* WHAT IS EXPECTED:
Set down the full listing exactly as given. Any pictures are to be left out.

* DATASET RECORDS:
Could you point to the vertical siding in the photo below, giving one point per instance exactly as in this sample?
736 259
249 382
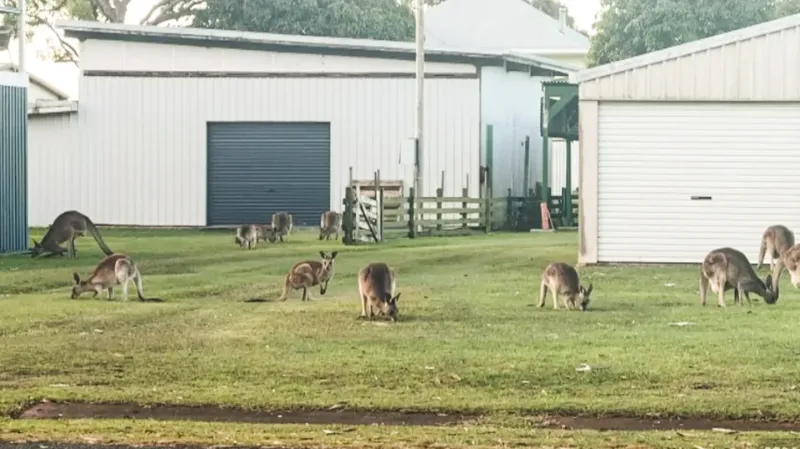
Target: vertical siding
762 68
558 164
13 183
53 155
510 102
143 140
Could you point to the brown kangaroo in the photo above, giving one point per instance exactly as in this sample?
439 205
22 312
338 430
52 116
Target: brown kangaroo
789 260
66 228
774 242
116 269
562 280
376 286
281 224
330 223
727 268
309 273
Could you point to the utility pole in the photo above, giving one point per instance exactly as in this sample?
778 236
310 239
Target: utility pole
420 91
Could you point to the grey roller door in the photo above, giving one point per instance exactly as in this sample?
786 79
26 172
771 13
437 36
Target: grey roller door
257 169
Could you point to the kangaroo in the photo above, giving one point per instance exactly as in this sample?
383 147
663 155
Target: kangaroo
115 269
790 260
774 242
562 280
66 228
727 268
281 224
330 223
247 236
309 273
376 286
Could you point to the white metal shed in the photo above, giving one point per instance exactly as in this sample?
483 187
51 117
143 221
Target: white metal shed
691 148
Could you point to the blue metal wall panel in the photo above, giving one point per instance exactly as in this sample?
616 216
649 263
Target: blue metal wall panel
13 169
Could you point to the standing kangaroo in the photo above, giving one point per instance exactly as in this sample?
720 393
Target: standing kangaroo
774 242
309 273
247 236
727 268
116 269
66 228
562 280
281 224
330 223
376 286
789 260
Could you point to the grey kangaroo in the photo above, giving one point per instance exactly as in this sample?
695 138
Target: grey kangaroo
66 228
377 283
562 280
727 268
775 241
281 224
330 223
247 236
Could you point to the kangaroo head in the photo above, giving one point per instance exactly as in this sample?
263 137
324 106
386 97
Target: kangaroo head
388 306
327 260
584 295
771 296
37 249
79 287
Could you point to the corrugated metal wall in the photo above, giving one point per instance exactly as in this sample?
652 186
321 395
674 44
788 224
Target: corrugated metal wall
142 158
13 146
764 68
53 151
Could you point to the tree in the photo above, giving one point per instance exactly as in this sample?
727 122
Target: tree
44 13
628 28
369 19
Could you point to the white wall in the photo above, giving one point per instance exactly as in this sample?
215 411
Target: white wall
510 102
142 159
53 157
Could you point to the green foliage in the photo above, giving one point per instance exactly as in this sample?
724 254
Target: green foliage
372 19
629 28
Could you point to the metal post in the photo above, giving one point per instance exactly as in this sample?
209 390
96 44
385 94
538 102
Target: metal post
21 35
420 92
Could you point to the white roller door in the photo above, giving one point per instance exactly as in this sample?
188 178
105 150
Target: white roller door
676 180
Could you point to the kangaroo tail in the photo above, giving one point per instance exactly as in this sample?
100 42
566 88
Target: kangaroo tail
140 291
96 234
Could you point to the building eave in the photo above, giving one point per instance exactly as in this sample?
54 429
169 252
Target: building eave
688 48
298 44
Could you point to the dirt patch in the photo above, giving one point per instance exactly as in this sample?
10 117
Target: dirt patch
52 410
645 424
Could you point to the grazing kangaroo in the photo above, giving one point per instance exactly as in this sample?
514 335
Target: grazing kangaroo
116 269
66 228
376 286
281 224
562 280
330 223
247 236
774 242
727 268
789 260
309 273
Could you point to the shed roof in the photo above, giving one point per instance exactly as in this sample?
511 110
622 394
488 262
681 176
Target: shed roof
306 44
678 51
500 25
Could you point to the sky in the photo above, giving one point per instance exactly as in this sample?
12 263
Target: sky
65 75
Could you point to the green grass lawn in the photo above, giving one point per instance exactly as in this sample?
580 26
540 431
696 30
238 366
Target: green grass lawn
470 337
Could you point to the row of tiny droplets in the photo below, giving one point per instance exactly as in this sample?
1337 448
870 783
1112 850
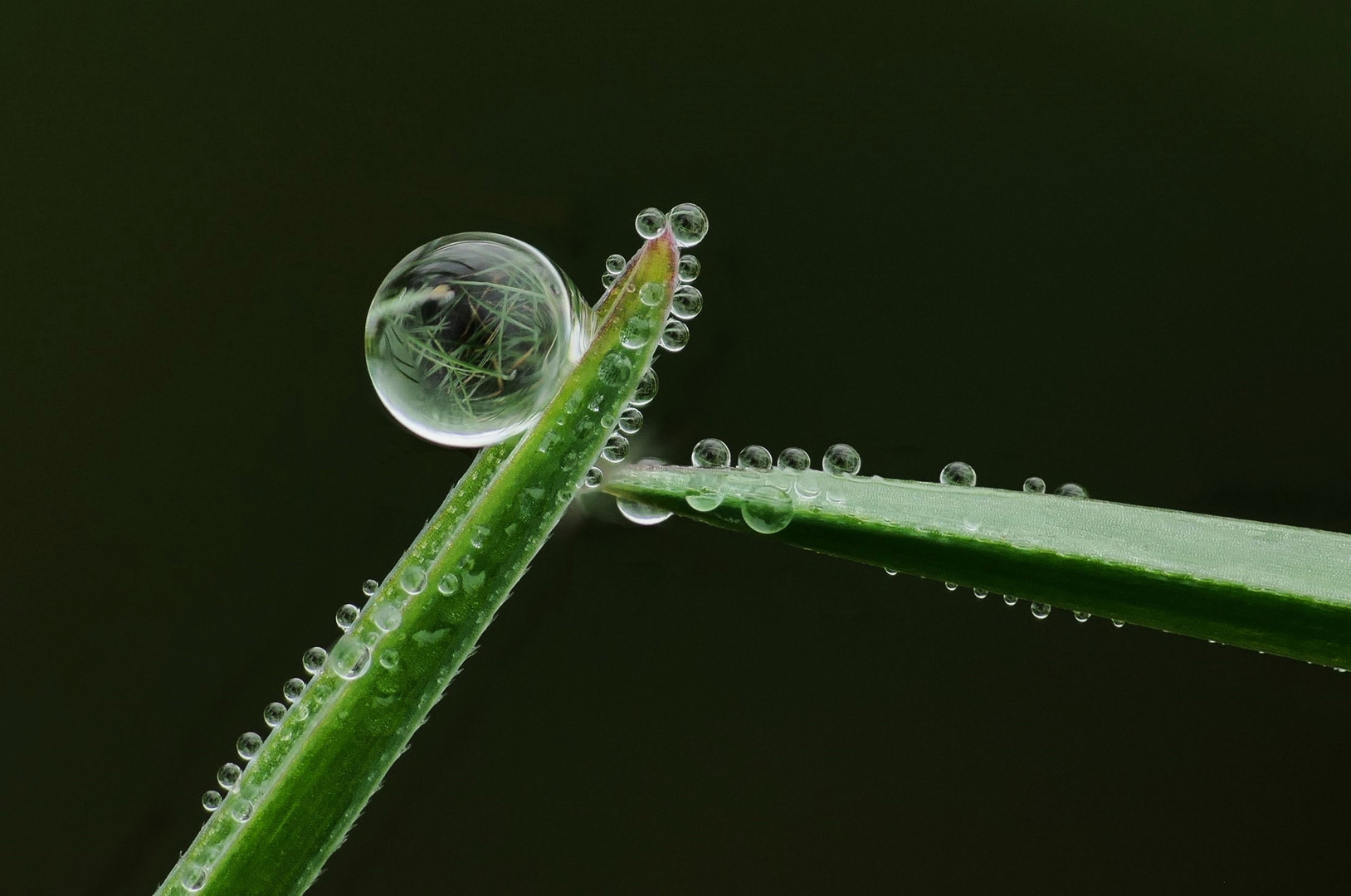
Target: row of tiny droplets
688 225
350 659
769 509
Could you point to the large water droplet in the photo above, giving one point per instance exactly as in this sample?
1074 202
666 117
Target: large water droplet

* RESULT OF THE EXERCISE:
Could you point to the vertical siding in the photo below, giving one point per instance exactly as in this sample?
736 259
249 382
Target: vertical siding
762 68
558 164
13 183
53 155
510 102
143 140
Could you point to the brown kangaroo in the photo above, giving one point per instance exactly as in this sample?
439 205
22 312
338 430
52 116
Target: brown kangaroo
789 260
66 228
774 242
116 269
562 280
376 286
281 224
330 223
727 268
309 273
Could you point to the utility pole in the photo above, giving one point per instance exactly as in this sample?
778 236
310 239
Target: utility pole
420 91
Could you point to the grey roller door in the photo above, giving one point per instance exactly as in this sample?
786 79
26 172
771 13
437 36
Target: grey roller door
257 169
Could you point to the kangaroo in the photo above, giving one point per instance exactly as in this sample?
383 147
663 155
Target: kangaroo
115 269
790 260
774 242
562 280
66 228
727 268
281 224
330 223
247 236
309 273
376 286
Could you point to the white metal shed in the photo above, giving one point per instance exactly as in this sample?
483 187
51 117
143 221
Target: white metal shed
691 148
Could you point to the blue metal wall panel in the photo above, giving one point per instance exactly as in this sample?
616 216
649 263
Target: blue metal wall panel
13 169
Could you point to the standing kangaroo in the photo above, giving one point per instance exactly as in this sample?
720 393
Target: standing kangaroo
774 242
309 273
247 236
727 268
116 269
66 228
562 280
281 224
330 223
376 286
789 260
Could you point to the grey kangaroo in the photo above, giving one point per instance exactly as in this sample?
695 138
Target: grey kangaroo
66 228
377 283
562 280
727 268
775 241
281 224
330 223
247 236
Could you point to the kangaroo head in the photo above, giving one point per instance exactly as in this sample?
263 137
324 106
386 97
Target: kangaroo head
388 306
327 260
584 295
771 296
37 249
79 287
Could you point to the corrugated metal wall in the photo above, giving one point per instance exactly as in this sample?
652 186
321 395
674 44
788 224
Target: corrugated metal wall
142 158
13 146
764 68
53 151
Could you point to the tree in the photo above, giving one point per instance exactly as in this sample?
727 122
Target: tree
44 13
628 28
369 19
Could you point to the white wall in the photo above, giving one point per instance exactly as in this sample?
215 411
Target: white wall
510 102
142 159
53 157
Could you point to the green foliage in the photo above, giving one point per instance exactly as in this sample?
724 254
Target: green foliage
372 19
629 28
Could you point to the metal post in the photo above, giving one point per instance exactly as in this sample?
209 390
96 44
385 94
538 102
Target: metal post
21 35
420 92
Could you point to the white roller door in the photo above, giving one point per instance exactly as in this sample?
188 178
105 150
Target: white roller door
676 180
Could you point to the kangaroo tail in the photo above, giving one point per instance exactly as in this sample?
100 42
566 88
Target: kangaroo tail
140 291
96 234
Could you point to the building eave in the photo above, giving one point per instance exactly as in this sample?
54 429
169 252
Target: building eave
688 48
298 44
Could you point to the dirt patch in the photo above, giving one point per instance exactly as in this sample?
10 117
Target: dirt patch
52 410
645 424
Could you point to the grazing kangaroo in the photo above, giving one point per instance exactly as in this sample?
514 335
Target: grazing kangaroo
116 269
66 228
376 286
281 224
562 280
330 223
247 236
774 242
727 268
789 260
309 273
Could you point to the shed roof in the photo above, giving one point per instance exactly as in this sample?
511 110
622 394
488 262
681 176
Target: shed roof
306 44
678 51
500 25
Could you point to the sky in the photo above, giving one point per instance exactly as in this sample?
12 263
Target: sky
65 75
Could you point to the green grass lawn in the photo above, giving one point per instance exactly as in this sample?
580 26
540 431
696 30
238 366
Target: green grass lawn
470 337
Could you point to the row of tiny droplets in the photo below, giving one point per instance exactly as in this sample?
1337 448
870 783
1112 850
Target: row of tiny droplets
688 225
350 659
769 509
Could you point to the large water droplet in the photo above, giving one point per instance exactly as in this sample?
1074 202
666 117
Target: large water droplet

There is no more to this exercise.